What needs to be done:
Please carry on the forum feedback on the poem "Amy" from its last sentence onward; the data that comes after it is not part of that text.
## BEGIN Extracted text
More poetic than om'ish but still so fitting and deserving.
Good stuff.
Re: "Amy" by Behemoth Black
It's been forever since I've come and fed anything at all on RB so if im not feeding in my usual way, you'll have to excuse the time I've spent away.
There's so much that's right about this piece imo. The deep rooted vision never looses strength. I feel like im reading the presence you wanted to capture. I say that because the imagery you've portrayed is strong, authentic, with raw emotions pulling at heart strings in a vulnerable beautiful way for all to see. You've not held back when choosing your words, you've conveyed a msg so clear that I can hear music in your wording. And thats music without alliteration which isnt easy to pull off. You've got some soft rhymes that I believe add to this type of written work, the airy nature imo add to the atmosphere. I don't think this would be as alluring if it were jam packed with heaps of internals and multis in a rap fashion. The way it breathes its murmurs and sighs blows inspiration into me, and I feel like you've painted something very special here.
This is a strong poem with an unmistakable voice showcasing the admiration the author has for the singer in a consistent manner.
## END Extracted text
## BEGIN Collected data
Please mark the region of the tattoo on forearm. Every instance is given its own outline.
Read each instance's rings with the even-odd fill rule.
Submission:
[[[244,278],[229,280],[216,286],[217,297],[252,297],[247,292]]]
## END Collected data
Response for this exercise:
I think the structure was maintained well, backed by tone that's fitting for a piece like this. All in all I think this is a well crafted piece of work with some stunning lines. I especially love your outro. Such a great way to end. You did this justice imo and if I wanted to nit pic, Id probably find something that's not on par with the best lines but why would I do that to something that's left such a good impression on me? I wouldn't bother because the good way outweighs any bad I might find.
It was a pleasure reading this.
Great Read.
Thank you.
Re: "Amy" by Behemoth Black
Re: "Amy" by Behemoth Black
@Behemoth
_black yeah that’s why I hate to do it cause I’m not one of these professional critics. I passed out of high school English and never took it - so I can’t critique grammar or style either... I guess I can’t say I’m new to this but at the same time I’m not even sure what a bar is so I just say what was good Or bad when I relate. And I really only do it cause if I don’t post my links I lose my free sky drive. Fuck it.